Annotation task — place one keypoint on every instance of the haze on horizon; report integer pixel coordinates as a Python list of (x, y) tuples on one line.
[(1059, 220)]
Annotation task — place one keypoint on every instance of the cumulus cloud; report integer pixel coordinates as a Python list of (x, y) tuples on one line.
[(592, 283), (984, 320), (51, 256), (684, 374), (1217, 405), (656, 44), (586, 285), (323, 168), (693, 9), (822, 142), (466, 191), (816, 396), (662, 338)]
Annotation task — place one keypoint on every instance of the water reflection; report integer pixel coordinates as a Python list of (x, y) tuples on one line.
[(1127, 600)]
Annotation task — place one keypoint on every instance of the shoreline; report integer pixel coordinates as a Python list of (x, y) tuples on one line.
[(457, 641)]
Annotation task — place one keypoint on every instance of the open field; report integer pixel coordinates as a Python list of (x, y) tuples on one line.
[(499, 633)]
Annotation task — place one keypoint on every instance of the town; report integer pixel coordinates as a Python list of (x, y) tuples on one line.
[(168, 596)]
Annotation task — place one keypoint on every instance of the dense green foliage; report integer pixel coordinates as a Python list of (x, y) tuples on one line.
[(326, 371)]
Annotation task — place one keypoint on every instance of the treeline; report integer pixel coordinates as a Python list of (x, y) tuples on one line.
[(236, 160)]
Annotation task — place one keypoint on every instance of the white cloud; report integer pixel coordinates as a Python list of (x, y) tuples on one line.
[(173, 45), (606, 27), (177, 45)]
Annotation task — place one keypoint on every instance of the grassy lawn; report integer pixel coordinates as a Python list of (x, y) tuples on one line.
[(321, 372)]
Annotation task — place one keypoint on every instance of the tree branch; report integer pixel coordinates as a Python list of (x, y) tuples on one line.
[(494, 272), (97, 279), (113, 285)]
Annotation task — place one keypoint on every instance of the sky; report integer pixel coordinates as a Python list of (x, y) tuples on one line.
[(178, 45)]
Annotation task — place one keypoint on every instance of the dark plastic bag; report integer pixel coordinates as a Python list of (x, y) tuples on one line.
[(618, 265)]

PROBLEM DESCRIPTION:
Please copy all of the records above line for line, keeping every character unchanged.

EXERCISE ANSWER:
Annotation task — place one keypoint on every instance of the haze on horizon; report integer pixel coordinates as a Python list of (x, y) tuples on one line.
[(1059, 220)]
Annotation task — place one keypoint on every instance of the cumulus cloud; report integer pixel coordinates as a Python list of (x, y) tuples on one line.
[(592, 283), (984, 320), (51, 256), (684, 374), (1217, 405), (656, 44), (586, 285), (323, 168), (693, 9), (822, 142), (466, 191), (816, 396), (662, 338)]
Annotation task — place one keypoint on every instance of the water reflection; report integer pixel coordinates as a Python list of (x, y) tuples on one line.
[(1127, 600)]
Annotation task — place one keypoint on every instance of the shoreline; report integer pixel coordinates as a Python list of (x, y) tuples on one line.
[(457, 641)]
Annotation task — place one keypoint on every instance of the open field; report integer pixel coordinates as a Python list of (x, y) tuples on one line.
[(499, 633)]
Annotation task — place one keypoint on every instance of the town; report integer pixel coordinates as a Python list of (x, y) tuples on one line.
[(168, 596)]
Annotation task — place one keypoint on every instance of the dense green foliage; report integer pixel coordinates as a Python list of (x, y) tuples on one line.
[(326, 371)]
Annotation task — place one keypoint on every instance of the treeline; report integer pixel coordinates as a Python list of (x, y) tuples on one line.
[(236, 160)]
Annotation task — place one keypoint on every instance of the white cloud; report integer pixel coordinates as a Python list of (x, y) tuples on one line.
[(173, 45), (606, 27), (177, 45)]
Annotation task — place one keypoint on every instance of the grassy lawn; report integer pixel coordinates as a Python list of (x, y) tuples on one line.
[(321, 372)]
Annotation task — place one keypoint on every instance of the tree branch; report integer pixel coordinates as a Python list of (x, y) tuples on one line.
[(494, 272), (97, 279), (113, 285)]
Annotation task — place one keypoint on every instance of the sky; report integer pixel coordinates as a Python list of (x, y) tuples on one line.
[(178, 45)]
Annotation task — place one keypoint on every instance of the dark plastic bag; report integer pixel coordinates as a Python list of (x, y) tuples on one line.
[(618, 265)]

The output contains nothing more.